-------- Trecho do documento --------
Não é novidade que desde a Constituição de 1988 as atribuições do Ministério Público cresceram. Em razão disso, ao contrário do que fez por muito tempo, hoje a Instituição lança seu foco exclusivamente sobre funções que sejam efetivamente relacionadas com sua missão constitucional. Abandona, ao poucos, as atribuições que não estejam estritamente ligadas à defesa da ordem jurídica, do regime democrático e dos direitos individuais e sociais indisponíveis [24]. A mudança de postura não é casual: consolidada a relevância da Instituição, é momento de responder aos anseios da sociedade – e eles não serão satisfeitos sem a racionalização de suas atividades.

Passa por aí a questão da decretação antecipada da prescrição retroativa. Se não por razões de caráter científico, ao menos por razões de praticidade, o Ministério Público tem de fazer a pergunta a si mesmo: é correto deixar de lado outras atribuições para investir na propositura ou na continuidade de ações penais que, evidentemente, serão atingidas pela prescrição? A pergunta não é retórica. Pelo contrário. Quem atua na função sabe que o cotidiano do agente do Ministério Público é povoado de situações como essas.

O questionamento tem ainda mais pertinência quando nos damos conta que o Ministério Público tem o poder de dar fim a inquéritos policiais ou a processos penais que não chegarão a lugar algum, ainda quando os tribunais não entendam da mesma maneira.

Embora essa afirmação possa, em um primeiro momento, causar perplexidade, ela deriva de mero raciocínio lógico. Ora, o processo não inicia e não continua sem a participação do Ministério Público. Não inicia em virtude do disposto no artigo 129, I, da Constituição Federal. Não continua por conta do teor desse mesmo artigo (só uma interpretação obtusa e ultrapassada da mencionada disposição pode levar à conclusão de que o "promover" se adstringe à propositura da ação, e que, uma vez realizado esse ato processual, o juiz de direito está livre para exercer a inquisição), em razão da incidência do princípio do devido processo legal (toda defesa pressupõe uma acusação – e a acusação no decorrer do processo tem de ser exercida pelo Ministério Público e não por um juiz inquisidor) e, finalmente, por causa da adoção do sistema acusatório por nossa Constituição Federal (sistema que atribui ao Ministério Público a responsabilidade pela gestão da prova).

Assim, ainda que prossiga o entendimento da maioria dos tribunais no sentido de que é inviável a decretação antecipada da prescrição, o Ministério Público pode, se assim quiser, e desde que haja um consenso dentro da Instituição, dar solução antecipada aos inquéritos policiais e às ações penais em que certa a prescrição futura: basta, nos inquéritos policiais, não oferecer a denúncia, e, nos processos penais, não dar continuidade à demanda já instaurada (insistimos: o "promover" a que se refere o artigo 129, I, da Constituição Federal significa muito mais do que o mero ingresso da ação – naturalmente, a lição só faz sentido para aqueles que já se deram conta que o sistema inquisitorial é incompatível com a atual ordem constitucional).
--------
*Exercícios:*
A) Redigite fielmente a parte do trecho sobre o Ministério Público que começa com as palavras que contêm "Assim, ainda que" e termina em "atual ordem constitucional).".
B) Escreva o que vem depois no trecho sobre o Ministério Público, a partir da última frase apresentada.
A listagem que vem depois é um material à parte, sem ligação com o trecho sobre o Ministério Público.
-------- Dados fornecidos --------
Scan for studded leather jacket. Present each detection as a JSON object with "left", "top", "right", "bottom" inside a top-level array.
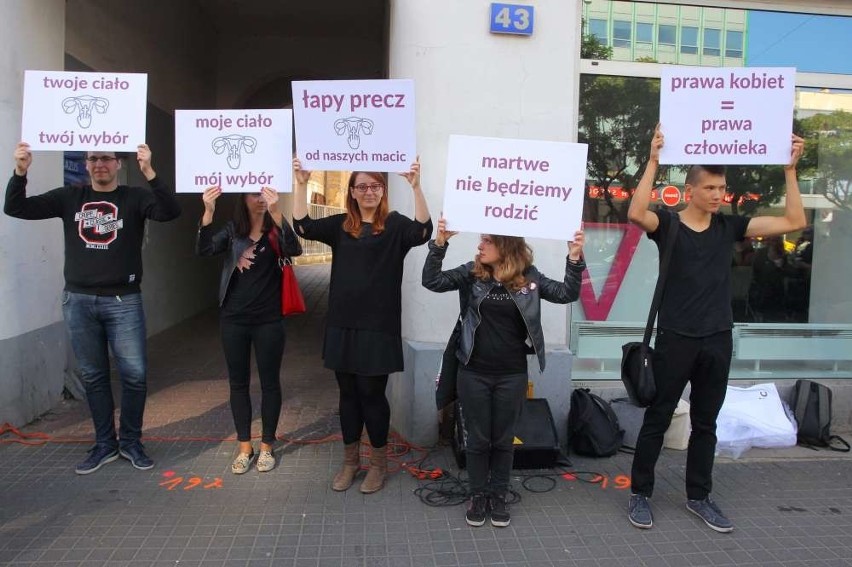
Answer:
--------
*Respostas por tarefa:*
A)
Assim, ainda que prossiga o entendimento da maioria dos tribunais no sentido de que é inviável a decretação antecipada da prescrição, o Ministério Público pode, se assim quiser, e desde que haja um consenso dentro da Instituição, dar solução antecipada aos inquéritos policiais e às ações penais em que certa a prescrição futura: basta, nos inquéritos policiais, não oferecer a denúncia, e, nos processos penais, não dar continuidade à demanda já instaurada (insistimos: o "promover" a que se refere o artigo 129, I, da Constituição Federal significa muito mais do que o mero ingresso da ação – naturalmente, a lição só faz sentido para aqueles que já se deram conta que o sistema inquisitorial é incompatível com a atual ordem constitucional).

B)
Agindo dessa maneira, o Ministério Público, de um lado, refletiria sua maturidade institucional – assumindo o ônus de determinar quando o ajuizamento ou a continuidade de uma ação penal são medidas necessárias –, e, de outro, faria jus à razão de sua existência, que nada mais é do que a defesa da sociedade – que apenas tem a perder com a propositura ou continuidade de ações penais que não terão qualquer utilidade.


5. CONSIDERAÇÕES FINAIS

5.1. A decretação antecipada da prescrição da pretensão punitiva do Estado, embora não prevista em lei, é uma realidade, tanto no plano dos fatos como do direito.

5.2. No plano dos fatos, porque o instituto tem sido largamente utilizado no primeiro grau de jurisdição, onde ocorre um acordo tácito entre os atores jurídicos, evitando que a questão seja submetida aos tribunais, que, regra geral, cassariam a decisão em pauta.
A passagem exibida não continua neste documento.